• Exercise inputs:
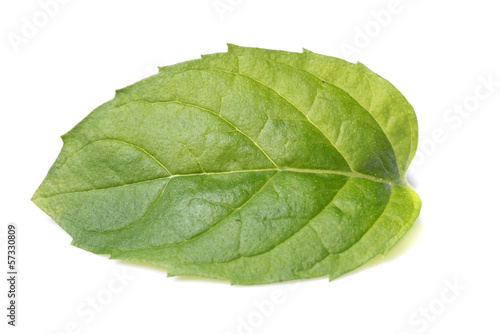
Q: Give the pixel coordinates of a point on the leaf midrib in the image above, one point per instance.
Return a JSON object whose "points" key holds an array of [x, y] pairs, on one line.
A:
{"points": [[286, 169]]}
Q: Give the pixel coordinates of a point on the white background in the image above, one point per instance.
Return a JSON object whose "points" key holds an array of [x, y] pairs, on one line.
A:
{"points": [[437, 53]]}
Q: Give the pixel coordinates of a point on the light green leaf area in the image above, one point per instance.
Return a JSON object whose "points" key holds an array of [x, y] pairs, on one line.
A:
{"points": [[251, 166]]}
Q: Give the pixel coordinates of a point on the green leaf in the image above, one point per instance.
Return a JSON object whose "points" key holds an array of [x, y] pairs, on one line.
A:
{"points": [[251, 166]]}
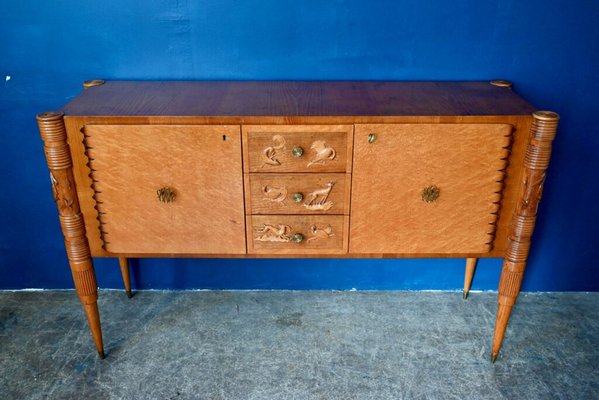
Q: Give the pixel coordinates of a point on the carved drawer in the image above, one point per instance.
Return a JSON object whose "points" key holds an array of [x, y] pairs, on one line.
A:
{"points": [[427, 188], [298, 148], [168, 189], [298, 193], [291, 234]]}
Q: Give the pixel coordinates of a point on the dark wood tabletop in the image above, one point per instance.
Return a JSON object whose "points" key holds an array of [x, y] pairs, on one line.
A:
{"points": [[296, 98]]}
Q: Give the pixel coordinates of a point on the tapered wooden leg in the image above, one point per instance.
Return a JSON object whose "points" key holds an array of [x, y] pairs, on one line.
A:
{"points": [[58, 156], [124, 263], [536, 162], [470, 268]]}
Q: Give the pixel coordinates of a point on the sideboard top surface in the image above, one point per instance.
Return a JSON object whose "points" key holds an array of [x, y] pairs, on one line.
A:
{"points": [[296, 99]]}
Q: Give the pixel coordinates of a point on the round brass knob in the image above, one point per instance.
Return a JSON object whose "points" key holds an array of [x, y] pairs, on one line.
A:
{"points": [[297, 197], [166, 195], [297, 151], [430, 193]]}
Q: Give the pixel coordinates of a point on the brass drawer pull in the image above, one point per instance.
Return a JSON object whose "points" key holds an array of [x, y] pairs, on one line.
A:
{"points": [[297, 197], [430, 193], [297, 151], [166, 195]]}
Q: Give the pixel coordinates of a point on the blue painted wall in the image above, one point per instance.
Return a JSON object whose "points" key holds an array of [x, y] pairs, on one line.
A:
{"points": [[549, 49]]}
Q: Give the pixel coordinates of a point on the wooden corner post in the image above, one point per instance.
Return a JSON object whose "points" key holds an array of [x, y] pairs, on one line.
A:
{"points": [[536, 162], [58, 156]]}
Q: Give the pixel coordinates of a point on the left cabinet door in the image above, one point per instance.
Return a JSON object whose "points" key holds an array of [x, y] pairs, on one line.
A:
{"points": [[168, 189]]}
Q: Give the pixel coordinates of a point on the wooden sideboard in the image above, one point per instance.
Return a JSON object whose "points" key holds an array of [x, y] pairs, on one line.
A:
{"points": [[298, 169]]}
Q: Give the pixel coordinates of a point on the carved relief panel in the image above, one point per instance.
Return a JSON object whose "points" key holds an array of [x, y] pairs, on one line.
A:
{"points": [[299, 193], [297, 148], [287, 234]]}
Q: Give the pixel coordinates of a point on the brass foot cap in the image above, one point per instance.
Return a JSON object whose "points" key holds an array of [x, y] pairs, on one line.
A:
{"points": [[49, 115]]}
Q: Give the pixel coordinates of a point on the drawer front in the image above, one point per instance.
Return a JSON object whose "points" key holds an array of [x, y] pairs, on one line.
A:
{"points": [[168, 189], [299, 193], [278, 234], [427, 188], [298, 148]]}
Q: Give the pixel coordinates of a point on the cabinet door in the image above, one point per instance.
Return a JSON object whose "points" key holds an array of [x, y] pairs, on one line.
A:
{"points": [[427, 188], [168, 189]]}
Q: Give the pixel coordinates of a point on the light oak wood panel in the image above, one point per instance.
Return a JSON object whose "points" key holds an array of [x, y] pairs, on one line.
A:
{"points": [[269, 148], [202, 166], [272, 234], [466, 162], [320, 193]]}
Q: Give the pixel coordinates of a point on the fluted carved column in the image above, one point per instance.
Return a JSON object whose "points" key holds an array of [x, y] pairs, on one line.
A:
{"points": [[536, 162], [59, 160]]}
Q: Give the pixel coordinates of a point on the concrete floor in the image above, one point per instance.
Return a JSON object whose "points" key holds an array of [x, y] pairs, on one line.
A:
{"points": [[298, 345]]}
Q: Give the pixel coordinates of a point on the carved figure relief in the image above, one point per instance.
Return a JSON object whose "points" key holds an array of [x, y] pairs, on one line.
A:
{"points": [[275, 194], [273, 233], [323, 151], [62, 196], [317, 200], [269, 154], [320, 233]]}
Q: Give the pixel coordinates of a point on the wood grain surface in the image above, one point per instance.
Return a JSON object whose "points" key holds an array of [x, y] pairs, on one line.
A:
{"points": [[466, 162], [202, 165], [289, 99]]}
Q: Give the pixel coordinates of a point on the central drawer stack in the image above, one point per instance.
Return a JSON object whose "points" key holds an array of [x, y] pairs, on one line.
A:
{"points": [[297, 184]]}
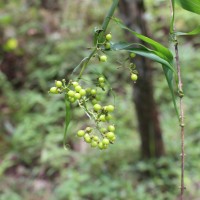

• Short exercise:
Convert the data into a JSON list of strings, one string per line and no blank lines, starting at the line that contains "Q: Give the pixel coordinates of a point on the central" and ending at the end of the data. Leave the pictures out.

• Solution:
[
  "Q: Give the pixel coordinates of a point on the central drawer stack in the image above, one point per instance.",
  "Return a JSON object whose \"points\" key holds an array of [x, y] pairs, on one line.",
  "A:",
  "{\"points\": [[297, 184]]}"
]